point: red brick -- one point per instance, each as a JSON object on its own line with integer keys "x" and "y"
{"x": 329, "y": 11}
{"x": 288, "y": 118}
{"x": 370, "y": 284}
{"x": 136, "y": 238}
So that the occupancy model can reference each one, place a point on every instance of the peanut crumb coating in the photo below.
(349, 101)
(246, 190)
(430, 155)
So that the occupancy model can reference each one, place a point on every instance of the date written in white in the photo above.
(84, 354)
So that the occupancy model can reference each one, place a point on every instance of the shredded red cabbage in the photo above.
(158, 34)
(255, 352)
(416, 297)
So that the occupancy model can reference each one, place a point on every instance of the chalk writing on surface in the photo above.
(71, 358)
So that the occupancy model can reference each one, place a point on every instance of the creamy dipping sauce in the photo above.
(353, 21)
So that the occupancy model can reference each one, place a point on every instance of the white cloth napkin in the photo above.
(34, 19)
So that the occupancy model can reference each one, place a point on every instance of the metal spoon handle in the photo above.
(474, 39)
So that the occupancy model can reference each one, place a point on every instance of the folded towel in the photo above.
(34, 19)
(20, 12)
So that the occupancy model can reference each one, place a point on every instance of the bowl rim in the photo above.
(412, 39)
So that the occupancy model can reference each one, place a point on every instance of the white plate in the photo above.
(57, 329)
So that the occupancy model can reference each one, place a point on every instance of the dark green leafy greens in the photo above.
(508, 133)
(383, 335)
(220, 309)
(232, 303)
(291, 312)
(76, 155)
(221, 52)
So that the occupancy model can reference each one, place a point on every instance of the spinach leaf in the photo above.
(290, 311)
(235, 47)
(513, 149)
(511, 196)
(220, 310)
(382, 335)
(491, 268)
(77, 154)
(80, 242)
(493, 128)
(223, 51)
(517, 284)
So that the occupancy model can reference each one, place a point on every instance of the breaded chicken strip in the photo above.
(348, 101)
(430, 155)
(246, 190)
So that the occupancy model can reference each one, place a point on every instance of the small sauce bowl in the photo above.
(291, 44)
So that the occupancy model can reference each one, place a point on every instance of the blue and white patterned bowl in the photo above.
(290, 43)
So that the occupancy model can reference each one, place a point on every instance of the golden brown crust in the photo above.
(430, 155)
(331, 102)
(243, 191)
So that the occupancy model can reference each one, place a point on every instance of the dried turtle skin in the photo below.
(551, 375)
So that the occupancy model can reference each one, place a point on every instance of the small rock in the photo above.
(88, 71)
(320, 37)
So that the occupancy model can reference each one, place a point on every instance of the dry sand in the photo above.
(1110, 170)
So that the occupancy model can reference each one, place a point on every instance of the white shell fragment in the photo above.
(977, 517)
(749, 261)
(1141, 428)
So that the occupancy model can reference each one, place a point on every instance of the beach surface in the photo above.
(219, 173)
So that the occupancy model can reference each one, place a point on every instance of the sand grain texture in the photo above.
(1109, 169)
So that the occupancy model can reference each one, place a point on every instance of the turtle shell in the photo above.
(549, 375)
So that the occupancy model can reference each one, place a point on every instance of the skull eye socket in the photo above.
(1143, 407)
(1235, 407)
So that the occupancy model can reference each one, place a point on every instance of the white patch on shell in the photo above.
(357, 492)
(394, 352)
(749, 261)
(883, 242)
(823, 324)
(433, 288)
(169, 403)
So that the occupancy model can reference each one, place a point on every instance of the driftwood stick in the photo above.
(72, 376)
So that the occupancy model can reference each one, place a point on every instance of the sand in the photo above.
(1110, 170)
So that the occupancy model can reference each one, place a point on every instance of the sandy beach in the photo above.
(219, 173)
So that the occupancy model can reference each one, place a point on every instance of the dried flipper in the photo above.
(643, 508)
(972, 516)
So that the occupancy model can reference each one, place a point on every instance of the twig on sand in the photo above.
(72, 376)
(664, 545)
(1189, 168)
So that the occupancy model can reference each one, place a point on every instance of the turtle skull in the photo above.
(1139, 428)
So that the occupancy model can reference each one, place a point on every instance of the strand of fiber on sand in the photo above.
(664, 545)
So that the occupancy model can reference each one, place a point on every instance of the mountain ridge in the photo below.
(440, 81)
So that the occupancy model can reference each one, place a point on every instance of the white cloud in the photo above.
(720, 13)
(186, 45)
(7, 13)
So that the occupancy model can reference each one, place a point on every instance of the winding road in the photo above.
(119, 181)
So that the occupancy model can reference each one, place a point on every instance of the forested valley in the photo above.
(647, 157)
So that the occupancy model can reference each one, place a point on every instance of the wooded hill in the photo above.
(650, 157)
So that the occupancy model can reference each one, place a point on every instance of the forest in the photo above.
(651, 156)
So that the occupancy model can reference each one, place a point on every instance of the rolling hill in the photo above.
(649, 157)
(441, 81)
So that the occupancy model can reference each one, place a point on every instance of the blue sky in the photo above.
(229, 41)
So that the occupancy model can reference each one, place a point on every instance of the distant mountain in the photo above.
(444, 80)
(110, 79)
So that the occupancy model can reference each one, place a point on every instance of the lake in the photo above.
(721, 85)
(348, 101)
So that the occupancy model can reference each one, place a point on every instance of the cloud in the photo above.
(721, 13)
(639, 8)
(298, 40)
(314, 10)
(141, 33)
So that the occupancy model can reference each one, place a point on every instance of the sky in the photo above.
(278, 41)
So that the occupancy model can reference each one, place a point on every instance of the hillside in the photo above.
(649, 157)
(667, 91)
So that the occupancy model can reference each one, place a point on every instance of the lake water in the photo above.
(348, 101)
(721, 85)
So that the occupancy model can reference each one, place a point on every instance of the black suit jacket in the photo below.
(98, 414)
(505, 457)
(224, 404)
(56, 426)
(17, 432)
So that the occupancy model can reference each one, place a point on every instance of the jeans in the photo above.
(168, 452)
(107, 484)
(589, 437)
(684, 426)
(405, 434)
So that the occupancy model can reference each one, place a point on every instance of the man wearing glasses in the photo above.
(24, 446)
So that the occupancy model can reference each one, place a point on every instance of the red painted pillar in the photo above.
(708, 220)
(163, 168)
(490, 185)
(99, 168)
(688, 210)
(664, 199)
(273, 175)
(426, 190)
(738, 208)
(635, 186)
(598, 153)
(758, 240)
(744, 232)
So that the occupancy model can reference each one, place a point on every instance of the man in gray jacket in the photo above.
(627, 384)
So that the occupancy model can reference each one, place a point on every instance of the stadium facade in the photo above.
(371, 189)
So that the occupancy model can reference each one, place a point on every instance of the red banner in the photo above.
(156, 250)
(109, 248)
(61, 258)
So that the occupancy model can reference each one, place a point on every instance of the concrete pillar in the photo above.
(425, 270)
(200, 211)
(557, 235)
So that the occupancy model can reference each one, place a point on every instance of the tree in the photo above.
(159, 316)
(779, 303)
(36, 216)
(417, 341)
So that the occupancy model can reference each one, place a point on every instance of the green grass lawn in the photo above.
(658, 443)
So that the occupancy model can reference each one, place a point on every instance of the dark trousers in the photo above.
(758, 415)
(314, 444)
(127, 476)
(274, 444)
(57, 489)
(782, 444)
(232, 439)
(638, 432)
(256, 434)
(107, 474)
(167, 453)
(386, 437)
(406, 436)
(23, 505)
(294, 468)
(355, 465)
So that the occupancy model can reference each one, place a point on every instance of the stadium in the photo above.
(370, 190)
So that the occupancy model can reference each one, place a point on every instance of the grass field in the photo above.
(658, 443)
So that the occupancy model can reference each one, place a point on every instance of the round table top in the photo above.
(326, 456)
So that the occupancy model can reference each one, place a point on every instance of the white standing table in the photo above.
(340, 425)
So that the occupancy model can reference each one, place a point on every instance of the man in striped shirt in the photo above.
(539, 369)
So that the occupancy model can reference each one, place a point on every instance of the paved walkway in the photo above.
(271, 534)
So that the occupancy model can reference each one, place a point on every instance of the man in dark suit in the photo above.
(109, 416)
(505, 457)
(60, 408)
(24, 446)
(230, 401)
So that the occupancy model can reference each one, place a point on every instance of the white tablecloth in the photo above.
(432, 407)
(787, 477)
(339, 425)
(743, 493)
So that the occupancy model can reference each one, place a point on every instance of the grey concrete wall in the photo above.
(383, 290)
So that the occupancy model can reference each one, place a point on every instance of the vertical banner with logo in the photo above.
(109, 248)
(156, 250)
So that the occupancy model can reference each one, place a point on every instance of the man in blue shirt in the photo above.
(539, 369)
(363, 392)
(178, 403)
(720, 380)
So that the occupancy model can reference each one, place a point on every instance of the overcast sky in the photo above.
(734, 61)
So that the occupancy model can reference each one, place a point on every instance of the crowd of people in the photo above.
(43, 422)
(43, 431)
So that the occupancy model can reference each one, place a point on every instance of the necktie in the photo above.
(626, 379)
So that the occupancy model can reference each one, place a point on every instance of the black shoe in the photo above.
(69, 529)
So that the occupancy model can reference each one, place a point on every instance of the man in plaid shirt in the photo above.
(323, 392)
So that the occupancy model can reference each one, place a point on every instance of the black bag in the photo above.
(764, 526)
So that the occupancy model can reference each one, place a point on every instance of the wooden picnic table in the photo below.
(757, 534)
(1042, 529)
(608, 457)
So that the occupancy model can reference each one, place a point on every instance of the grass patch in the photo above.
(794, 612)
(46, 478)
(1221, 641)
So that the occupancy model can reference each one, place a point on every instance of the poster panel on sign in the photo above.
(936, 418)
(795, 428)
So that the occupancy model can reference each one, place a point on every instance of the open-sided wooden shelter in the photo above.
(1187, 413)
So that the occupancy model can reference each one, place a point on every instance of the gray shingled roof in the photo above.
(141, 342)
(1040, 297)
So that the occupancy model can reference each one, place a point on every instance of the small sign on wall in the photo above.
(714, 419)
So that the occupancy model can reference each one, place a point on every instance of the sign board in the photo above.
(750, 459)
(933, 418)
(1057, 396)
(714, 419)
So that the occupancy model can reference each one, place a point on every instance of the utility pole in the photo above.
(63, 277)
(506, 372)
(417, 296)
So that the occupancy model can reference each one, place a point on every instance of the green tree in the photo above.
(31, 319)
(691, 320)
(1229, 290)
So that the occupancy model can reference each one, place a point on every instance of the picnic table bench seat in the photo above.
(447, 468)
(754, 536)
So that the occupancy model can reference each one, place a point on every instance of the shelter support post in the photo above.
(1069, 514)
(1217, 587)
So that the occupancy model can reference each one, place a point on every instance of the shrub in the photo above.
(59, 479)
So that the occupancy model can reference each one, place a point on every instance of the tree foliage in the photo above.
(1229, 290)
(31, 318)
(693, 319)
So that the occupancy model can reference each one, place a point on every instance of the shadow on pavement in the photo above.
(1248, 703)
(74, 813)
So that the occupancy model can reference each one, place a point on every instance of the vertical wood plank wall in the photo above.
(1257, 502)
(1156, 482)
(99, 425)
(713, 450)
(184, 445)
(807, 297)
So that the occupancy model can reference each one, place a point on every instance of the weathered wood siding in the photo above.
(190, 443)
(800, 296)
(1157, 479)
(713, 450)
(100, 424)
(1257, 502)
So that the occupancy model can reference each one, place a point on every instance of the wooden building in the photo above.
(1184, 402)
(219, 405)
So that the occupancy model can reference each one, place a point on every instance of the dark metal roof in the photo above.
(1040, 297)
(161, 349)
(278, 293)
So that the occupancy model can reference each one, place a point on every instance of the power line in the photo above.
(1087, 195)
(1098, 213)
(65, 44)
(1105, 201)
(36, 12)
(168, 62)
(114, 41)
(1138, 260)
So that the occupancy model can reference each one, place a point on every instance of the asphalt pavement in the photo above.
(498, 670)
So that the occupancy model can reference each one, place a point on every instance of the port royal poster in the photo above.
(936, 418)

Task to carry out: Give the lines from the one containing "green tree in the photo above." through the end of the entries again, exactly as written and with no other lines.

Finished exercise:
So that the occupancy model can reference each one, place a point on every instance of the green tree in the photo above.
(31, 319)
(691, 320)
(1229, 290)
So that the occupancy model can reference each one, place a point on every instance of the picnic table bench seat in the photo above.
(447, 468)
(754, 536)
So that the occupancy model can reference each one, place a point on every instance of the shelter support post in the photo above.
(1069, 514)
(1217, 587)
So that the occupancy model can reference each one, place a point on every instance of the shrub in the photo above.
(59, 479)
So that the occupancy model can reference each one, place a point on every instance of the tree foliage in the photo above.
(1229, 290)
(31, 318)
(693, 319)
So that the occupancy model can reference each one, place a point on every instance of the shadow on pavement in the photo above.
(1248, 703)
(74, 813)
So that the occupancy model can reference each one, place a point on every instance of the vertical wood plank wall in the photo above.
(1257, 502)
(1156, 482)
(99, 425)
(713, 450)
(184, 445)
(807, 297)
So that the occupancy model can reference each one, place a point on every instance of the weathered wood siding in the photo above.
(190, 443)
(800, 296)
(1157, 479)
(713, 450)
(100, 424)
(1257, 502)
So that the occupancy model can reference each one, place a point on every instance of the wooden building in the photo above.
(1184, 402)
(219, 405)
So that the occupancy model can reference each one, place a point on every instance of the dark metal roof in the photo above.
(1040, 297)
(161, 349)
(278, 293)
So that the occupancy model can reference each one, place a point on every instance of the power line in the photo above.
(1087, 195)
(1098, 213)
(65, 44)
(1105, 201)
(36, 12)
(168, 62)
(114, 41)
(1138, 260)
So that the occupancy model can reference each one, place a point on every instance of the asphalt pavement in the photo above.
(498, 670)
So that the occupancy model can reference each one, place a point on every instance of the port royal poster in the photo above.
(936, 418)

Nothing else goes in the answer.